───── Data lines

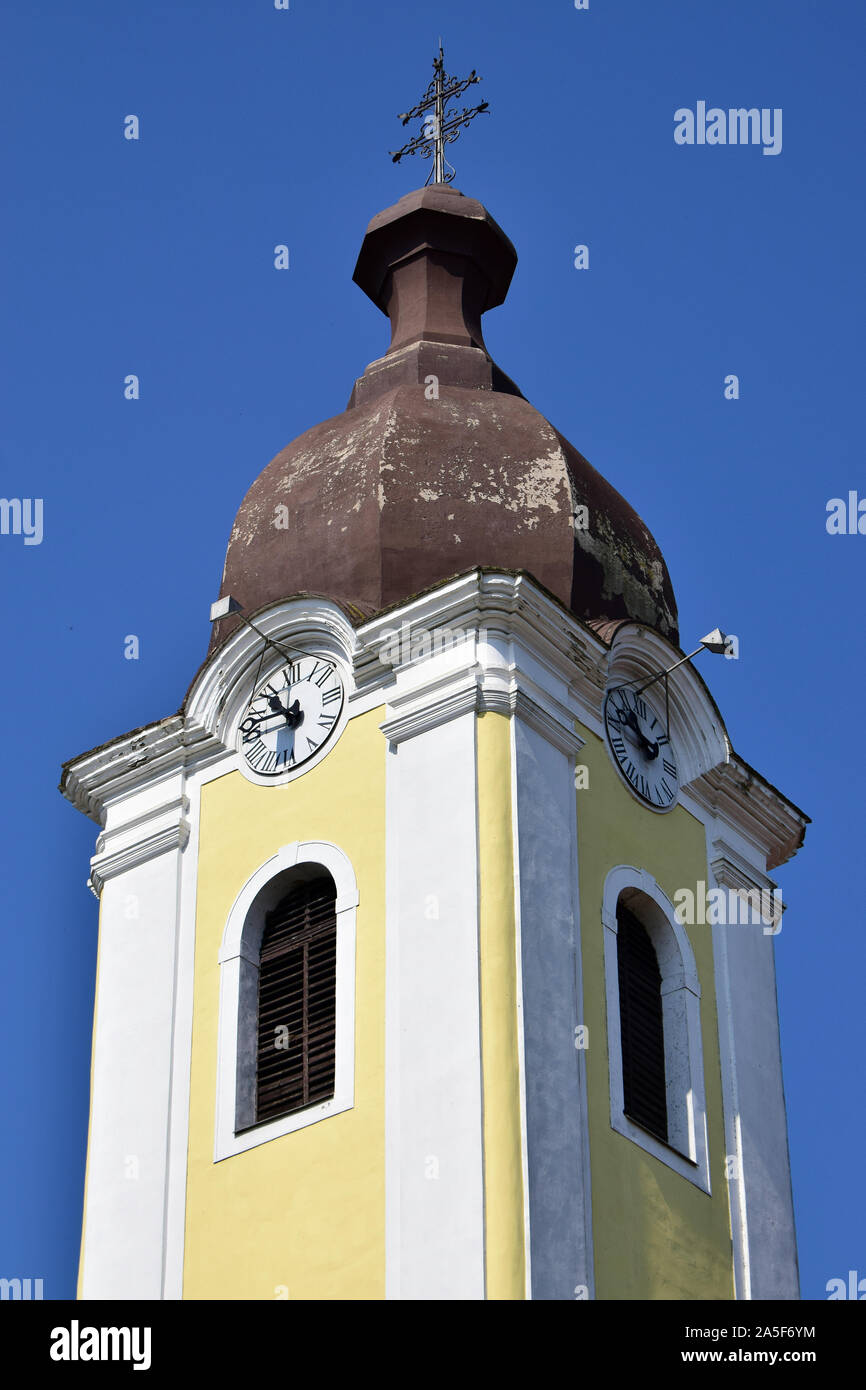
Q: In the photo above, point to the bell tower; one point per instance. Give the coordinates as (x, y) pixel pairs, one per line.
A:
(444, 902)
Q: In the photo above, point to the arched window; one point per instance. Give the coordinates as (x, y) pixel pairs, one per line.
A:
(641, 1025)
(654, 1025)
(285, 1048)
(295, 1057)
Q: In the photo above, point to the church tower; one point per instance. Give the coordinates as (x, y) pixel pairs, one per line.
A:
(435, 948)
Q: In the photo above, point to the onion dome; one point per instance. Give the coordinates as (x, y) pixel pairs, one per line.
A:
(439, 464)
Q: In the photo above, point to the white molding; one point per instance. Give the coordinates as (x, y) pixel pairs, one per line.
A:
(697, 730)
(434, 1119)
(755, 1126)
(238, 987)
(567, 659)
(139, 848)
(688, 1151)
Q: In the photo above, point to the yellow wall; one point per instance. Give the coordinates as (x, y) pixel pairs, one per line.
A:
(306, 1211)
(655, 1233)
(502, 1154)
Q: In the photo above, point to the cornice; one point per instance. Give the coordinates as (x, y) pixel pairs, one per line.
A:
(524, 655)
(738, 795)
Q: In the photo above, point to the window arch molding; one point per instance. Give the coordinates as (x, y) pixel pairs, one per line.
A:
(239, 952)
(687, 1151)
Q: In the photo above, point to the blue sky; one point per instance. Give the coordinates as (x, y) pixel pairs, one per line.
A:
(262, 127)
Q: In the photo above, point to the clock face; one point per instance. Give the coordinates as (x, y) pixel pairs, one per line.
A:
(641, 748)
(291, 716)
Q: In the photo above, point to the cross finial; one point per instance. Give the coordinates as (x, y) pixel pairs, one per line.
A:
(441, 127)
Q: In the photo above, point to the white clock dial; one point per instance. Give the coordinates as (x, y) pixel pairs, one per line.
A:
(641, 748)
(291, 716)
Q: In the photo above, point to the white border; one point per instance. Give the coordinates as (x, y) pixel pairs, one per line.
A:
(683, 1047)
(239, 973)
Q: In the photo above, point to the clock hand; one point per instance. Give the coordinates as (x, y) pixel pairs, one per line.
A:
(293, 715)
(631, 720)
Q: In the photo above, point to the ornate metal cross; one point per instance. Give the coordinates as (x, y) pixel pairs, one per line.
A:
(441, 127)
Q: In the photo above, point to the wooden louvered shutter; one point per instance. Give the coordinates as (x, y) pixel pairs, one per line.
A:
(641, 1025)
(296, 993)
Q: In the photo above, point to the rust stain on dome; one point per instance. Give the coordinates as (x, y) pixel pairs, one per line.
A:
(439, 462)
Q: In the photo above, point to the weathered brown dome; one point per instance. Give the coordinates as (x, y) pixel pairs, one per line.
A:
(439, 463)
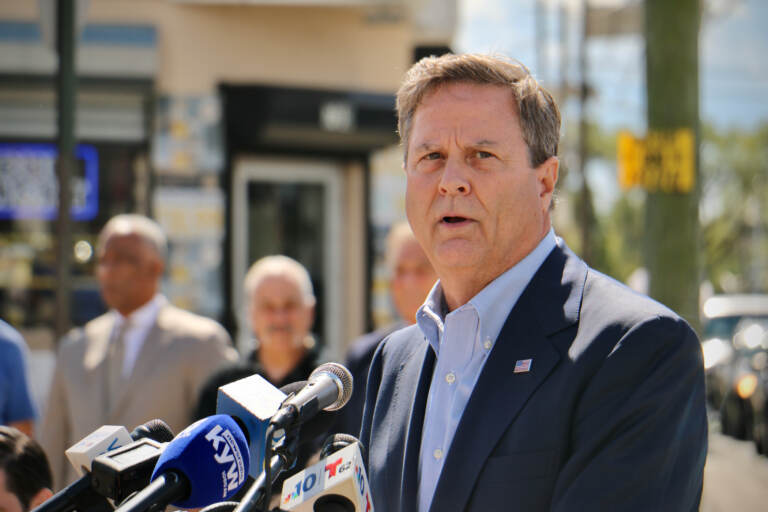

──────────

Your goal
Starting with the line that contains "Q: In the photo above, point to the clock hand;" and going on through the end of the items, write out every line again, including the lines without coordinates. Multiply each coordinate in the answers by 1.25, round it to a whole number with halves rounded up, and leave the pictures out.

Solution to this task
Q: In the photo above, point to the clock hand; one point per instance. Give the coordinates as (x, y) pixel pairs, one per line.
A:
(366, 894)
(789, 900)
Q: In the photo above, point to the ornate metal cross; one point per instance. Give the coordinates as (x, y) pixel pairs, one per line.
A:
(551, 159)
Q: In the photo above, point to the wooden louvered shutter; one point per instance. Give the coordinates as (x, y) pixel pairs, one per line.
A:
(801, 1281)
(370, 1241)
Q: In the photo above, point to the rust stain on dome; one point per instance. Give the coordinates as (x, y) pixel pairs, one per line.
A:
(549, 578)
Q: In the photo above, point to the weathered brown dome; one point per instance. Give the coordinates as (x, y) pixel pairs, one per line.
A:
(549, 579)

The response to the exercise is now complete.